In the records that follow, find the line containing "would ya mind boxing the house" and the line containing "would ya mind boxing the shoreline", then transcribe both and every line between them exactly, omitting pictures.
[[ EXTRACTED RECORDS, beginning ]]
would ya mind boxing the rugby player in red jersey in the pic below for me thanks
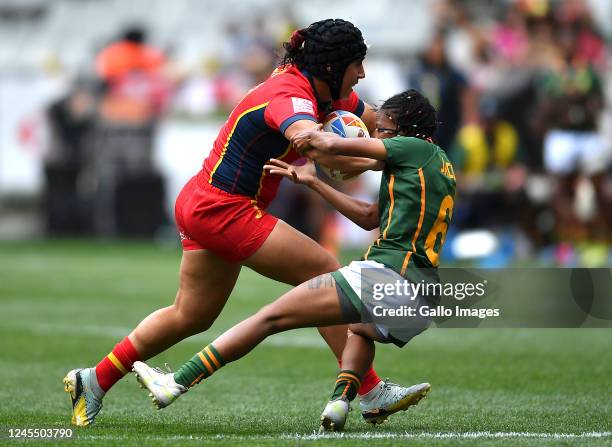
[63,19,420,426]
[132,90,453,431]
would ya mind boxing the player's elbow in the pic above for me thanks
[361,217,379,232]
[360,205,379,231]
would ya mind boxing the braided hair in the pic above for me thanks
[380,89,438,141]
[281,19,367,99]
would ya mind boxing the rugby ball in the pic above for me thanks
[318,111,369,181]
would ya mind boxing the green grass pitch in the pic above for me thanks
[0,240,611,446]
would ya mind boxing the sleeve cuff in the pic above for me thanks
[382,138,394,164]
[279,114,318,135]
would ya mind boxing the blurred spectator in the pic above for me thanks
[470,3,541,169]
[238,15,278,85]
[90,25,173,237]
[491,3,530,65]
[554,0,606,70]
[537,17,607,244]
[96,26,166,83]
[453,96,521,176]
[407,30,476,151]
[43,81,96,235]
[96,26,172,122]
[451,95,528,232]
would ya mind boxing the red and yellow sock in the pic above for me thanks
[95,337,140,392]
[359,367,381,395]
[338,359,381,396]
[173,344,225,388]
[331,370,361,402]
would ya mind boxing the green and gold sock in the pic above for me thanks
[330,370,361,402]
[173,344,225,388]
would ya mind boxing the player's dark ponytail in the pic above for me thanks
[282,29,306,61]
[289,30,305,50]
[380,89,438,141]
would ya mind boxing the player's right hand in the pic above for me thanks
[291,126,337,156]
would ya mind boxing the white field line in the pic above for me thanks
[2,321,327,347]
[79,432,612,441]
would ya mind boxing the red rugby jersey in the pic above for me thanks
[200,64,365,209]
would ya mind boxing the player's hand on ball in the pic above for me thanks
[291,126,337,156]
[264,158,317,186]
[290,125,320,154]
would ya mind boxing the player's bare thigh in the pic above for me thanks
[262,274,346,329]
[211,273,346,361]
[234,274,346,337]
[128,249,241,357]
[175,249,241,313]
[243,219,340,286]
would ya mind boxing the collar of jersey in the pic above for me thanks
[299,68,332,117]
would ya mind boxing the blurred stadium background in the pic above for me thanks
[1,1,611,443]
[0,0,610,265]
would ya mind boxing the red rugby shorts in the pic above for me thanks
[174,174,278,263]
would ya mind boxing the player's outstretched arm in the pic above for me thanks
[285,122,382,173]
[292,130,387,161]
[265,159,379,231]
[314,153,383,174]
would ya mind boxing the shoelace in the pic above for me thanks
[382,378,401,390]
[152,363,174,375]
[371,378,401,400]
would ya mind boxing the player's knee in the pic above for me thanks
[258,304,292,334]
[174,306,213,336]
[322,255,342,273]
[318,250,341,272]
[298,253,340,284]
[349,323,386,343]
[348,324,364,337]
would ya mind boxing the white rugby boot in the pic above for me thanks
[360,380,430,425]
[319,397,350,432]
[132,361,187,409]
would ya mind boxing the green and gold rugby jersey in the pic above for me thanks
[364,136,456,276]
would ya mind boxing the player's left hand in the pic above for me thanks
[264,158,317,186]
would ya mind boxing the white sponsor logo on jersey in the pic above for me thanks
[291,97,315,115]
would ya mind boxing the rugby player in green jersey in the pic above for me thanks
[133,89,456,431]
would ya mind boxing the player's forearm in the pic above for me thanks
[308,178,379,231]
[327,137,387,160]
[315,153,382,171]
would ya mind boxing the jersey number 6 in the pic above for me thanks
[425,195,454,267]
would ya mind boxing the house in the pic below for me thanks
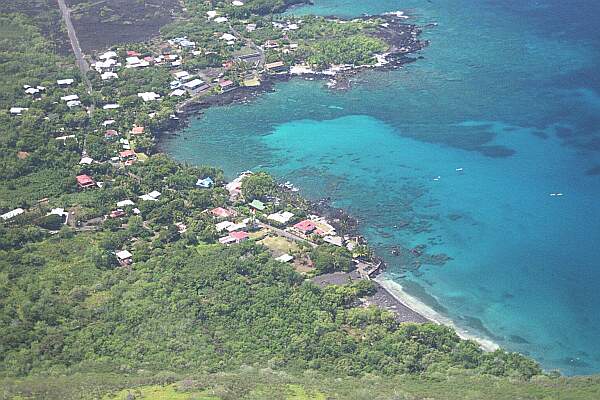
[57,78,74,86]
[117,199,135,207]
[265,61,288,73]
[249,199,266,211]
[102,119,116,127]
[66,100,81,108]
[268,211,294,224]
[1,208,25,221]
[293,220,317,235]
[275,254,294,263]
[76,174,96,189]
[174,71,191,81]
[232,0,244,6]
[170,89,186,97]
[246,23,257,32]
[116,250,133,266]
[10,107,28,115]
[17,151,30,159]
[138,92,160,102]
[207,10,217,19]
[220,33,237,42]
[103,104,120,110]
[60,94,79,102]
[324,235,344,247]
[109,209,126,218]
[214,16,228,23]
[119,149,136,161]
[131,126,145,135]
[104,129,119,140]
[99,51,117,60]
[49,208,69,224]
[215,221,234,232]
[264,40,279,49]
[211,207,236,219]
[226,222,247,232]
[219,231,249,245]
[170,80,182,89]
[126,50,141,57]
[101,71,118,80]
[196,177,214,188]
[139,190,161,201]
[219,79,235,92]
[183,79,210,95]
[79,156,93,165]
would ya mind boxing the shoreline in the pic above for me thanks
[[ EXTRACTED RECORDS, end ]]
[[ EXTRACTED RECORDS, beginning ]]
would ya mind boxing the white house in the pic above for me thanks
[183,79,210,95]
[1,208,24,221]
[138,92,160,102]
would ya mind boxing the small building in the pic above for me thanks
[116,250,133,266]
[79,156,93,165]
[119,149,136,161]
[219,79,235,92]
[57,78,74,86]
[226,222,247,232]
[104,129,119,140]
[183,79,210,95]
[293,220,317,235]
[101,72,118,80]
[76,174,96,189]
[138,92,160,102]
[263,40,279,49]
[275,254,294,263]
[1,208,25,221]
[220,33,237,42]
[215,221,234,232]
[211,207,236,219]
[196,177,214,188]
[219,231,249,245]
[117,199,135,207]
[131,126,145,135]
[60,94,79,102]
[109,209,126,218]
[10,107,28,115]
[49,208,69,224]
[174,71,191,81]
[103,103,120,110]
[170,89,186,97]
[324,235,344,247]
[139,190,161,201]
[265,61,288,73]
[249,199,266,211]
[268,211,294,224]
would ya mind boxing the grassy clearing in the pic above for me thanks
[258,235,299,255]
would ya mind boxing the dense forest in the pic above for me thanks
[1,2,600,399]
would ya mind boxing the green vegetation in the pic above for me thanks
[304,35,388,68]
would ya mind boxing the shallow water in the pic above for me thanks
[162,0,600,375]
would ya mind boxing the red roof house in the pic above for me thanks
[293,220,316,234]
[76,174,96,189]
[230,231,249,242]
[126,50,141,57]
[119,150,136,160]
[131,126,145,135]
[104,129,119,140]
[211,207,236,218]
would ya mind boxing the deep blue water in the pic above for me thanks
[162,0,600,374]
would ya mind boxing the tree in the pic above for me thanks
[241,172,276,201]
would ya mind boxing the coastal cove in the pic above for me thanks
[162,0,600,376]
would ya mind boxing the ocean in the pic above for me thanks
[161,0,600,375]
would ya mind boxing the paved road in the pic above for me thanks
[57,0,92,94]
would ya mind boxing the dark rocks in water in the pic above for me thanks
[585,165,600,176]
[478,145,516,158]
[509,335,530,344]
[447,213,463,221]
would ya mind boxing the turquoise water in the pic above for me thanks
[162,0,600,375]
[[ EXTRACTED RECORDS, end ]]
> [SOLVED PROBLEM]:
would ya mind boxing the house in the pic below for me thanks
[57,78,74,86]
[117,199,135,207]
[265,61,288,73]
[249,199,266,211]
[102,119,116,127]
[66,100,81,108]
[268,211,294,224]
[1,208,25,221]
[293,220,317,235]
[275,254,294,263]
[76,174,96,189]
[174,71,191,81]
[232,0,244,6]
[170,89,186,97]
[246,23,257,32]
[116,250,133,266]
[10,107,28,115]
[17,151,30,159]
[138,92,160,102]
[207,10,217,19]
[220,33,237,42]
[103,104,120,110]
[60,94,79,102]
[324,235,344,247]
[109,209,126,218]
[214,16,228,23]
[119,149,136,161]
[131,126,145,135]
[104,129,119,140]
[99,51,117,60]
[49,208,69,224]
[215,221,234,232]
[264,40,279,49]
[211,207,236,219]
[226,222,247,232]
[219,231,249,245]
[170,80,182,89]
[126,50,141,57]
[101,71,118,80]
[196,177,214,188]
[139,190,161,201]
[219,79,235,92]
[183,79,210,95]
[79,156,93,165]
would ya mind boxing the shoreline in the pic above for me thanks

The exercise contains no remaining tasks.